Sous le rythme mélancolique de Golgotha, la montagne sur laquelle Jésus a été crucifié et symbole de tristesse, que l’Eglise a fait ses adieux à tous ceux qui ont disparu et qui sont au ciel, mais les parents et proches sont là à prier pour eux dans l’église. « Ils sont partis un peu trop tôt et malgré notre douleur, nous sommes sûrs qu’ils dorment en paix », confie Fahim, le grand-père de la défunte Magui. Il se tait un instant puis poursuit : « La dernière phrase que Magui a prononcée dans la pièce de théâtre dans laquelle elle a joué résonne encore dans mes oreilles : Que Dieu remplace notre chagrin par un bonheur. Il semble qu’elle a deviné le sort qui l’attendait. Ce bonheur éternel ».
Des attaques en pleine fête
La communauté copte égyptienne n’avait pas vécu d’attentats aussi meurtriers depuis l’attaque du 1er janvier 2011,
à la sortie d’une église à Alexandrie. (Photo : AP)
Durant les dix dernières années, les églises égyptiennes ont été cible de plusieurs attentats meurtriers. D’après Ishaq Ibrahim, chercheur chargé du dossier de la religion et de la liberté des croyances auprès de l’Initiative égyptienne pour les droits privés, 2016 a été une année macabre. Trois attaques contre les coptes ont eu lieu au milieu de l’année. Il suffit de citer celle d’Al-Karm où des musulmans ont mis le feu dans les maisons des chrétiens et ont dénudé la mère d’un copte soupçonné d’avoir une relation avec une femme musulmane mariée. Ou encore l’incendie d’un bâtiment dépendant d’une église à Al-Amériya au gouvernorat d’Alexandrie et l’assassinat d’un évêque au Sinaï, le gouvernorat où les autorités égyptiennes sont dans une bataille acharnée contre les terroristes. Mais l’attaque la plus spectaculaire est celle qui a eu lieu le 11 décembre dernier, lorsqu’un kamikaze s’est précipité au sein de l’église Saint-Pierre et Saint-Paul faisant une vingtaine de morts et une quarantaine de blessés. Ces attaques sont intervenues après un certain répit en 2014 et 2015, alors que l’année 2013 a été elle aussi une année meurtrière pour les coptes. Selon le rapport de la fondation Maspero, en 2013, une attaque a eu lieu à l’église de la Vierge Marie à Warraq et qui a causé la mort de cinq personnes dont quatre chrétiens qui assistaient ce jour-là à un mariage. Durant cette même année, une attaque a eu lieu contre la Cathédrale après la prière lors des funérailles de six personnes qui ont trouvé la mort au cours des confrontations à Al-Khossous au gouvernorat de Qalioubiya. Bilan : un mort quelques jours avant Pâques.

Données du corpus —
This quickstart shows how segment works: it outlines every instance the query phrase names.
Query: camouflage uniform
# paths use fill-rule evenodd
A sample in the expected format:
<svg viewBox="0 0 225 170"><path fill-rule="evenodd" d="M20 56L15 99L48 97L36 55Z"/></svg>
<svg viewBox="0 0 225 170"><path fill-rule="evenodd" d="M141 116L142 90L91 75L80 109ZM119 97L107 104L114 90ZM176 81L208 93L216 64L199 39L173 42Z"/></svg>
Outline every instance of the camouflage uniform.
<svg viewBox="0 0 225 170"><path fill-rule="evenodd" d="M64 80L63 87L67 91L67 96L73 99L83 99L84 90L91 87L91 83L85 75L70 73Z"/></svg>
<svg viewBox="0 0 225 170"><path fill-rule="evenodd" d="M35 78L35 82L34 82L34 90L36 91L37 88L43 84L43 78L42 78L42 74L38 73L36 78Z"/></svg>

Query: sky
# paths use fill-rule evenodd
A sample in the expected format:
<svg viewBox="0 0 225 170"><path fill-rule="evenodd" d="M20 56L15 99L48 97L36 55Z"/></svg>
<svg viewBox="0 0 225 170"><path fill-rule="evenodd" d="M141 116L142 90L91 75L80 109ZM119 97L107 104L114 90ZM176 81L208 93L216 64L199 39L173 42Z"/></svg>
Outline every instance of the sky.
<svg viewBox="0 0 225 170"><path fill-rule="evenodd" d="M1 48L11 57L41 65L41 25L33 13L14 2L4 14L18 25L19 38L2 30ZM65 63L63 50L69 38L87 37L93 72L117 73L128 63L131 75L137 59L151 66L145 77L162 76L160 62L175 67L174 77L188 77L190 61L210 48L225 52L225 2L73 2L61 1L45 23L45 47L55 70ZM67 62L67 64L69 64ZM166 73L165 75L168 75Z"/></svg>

Consignes de l'exercice —
1 - Répondez à ces questions sur le texte consacré aux attentats contre les coptes.
(a) Quel lien de parenté unit Fahim à Magui ?
(b) Quel bilan humain le texte donne-t-il pour l'attaque du 11 décembre à l'église Saint-Pierre et Saint-Paul ?
(c) D'après le rapport de la fondation Maspero, combien de personnes l'attaque de 2013 à l'église de la Vierge Marie à Warraq a-t-elle tuées ?
2 - Dans le texte consacré aux attentats contre les coptes, pourquoi Fahim estime-t-il que Magui semble avoir deviné le sort qui l'attendait ? Répondez en une à trois phrases.
3 - Rédigez la suite du texte consacré aux attentats contre les coptes, après sa dernière phrase.

Réponses par tâche —
1 -
(a) Fahim est le grand-père de Magui.
(b) Une vingtaine de morts et une quarantaine de blessés.
(c) Cinq personnes, dont quatre chrétiens qui assistaient ce jour-là à un mariage.

2 - La dernière phrase que Magui a prononcée dans la pièce de théâtre où elle a joué était « Que Dieu remplace notre chagrin par un bonheur ». Fahim y voit l'annonce du bonheur éternel qui l'attendait.

3 -
Deux ans auparavant, quelques jours avant la révolution de janvier, la communauté copte avait également vécu un véritable cauchemar à Alexandrie le jour de l’an. Une vingtaine de personnes ont trouvé la mort après avoir terminé la messe à l’église des Deux Saints. Le 7 janvier 2010, six personnes ont trouvé la mort suite à une agression à Nag Hammadi en Haute-Egypte, selon Rami Kamel, activiste copte et directeur de la fondation Maspero. Deux mois plus tard, des affrontements entre musulmans et coptes ont fait 12 morts et plus de 200 blessés dans le quartier populaire d’Imbaba au Caire, où une église est attaquée et une autre incendiée.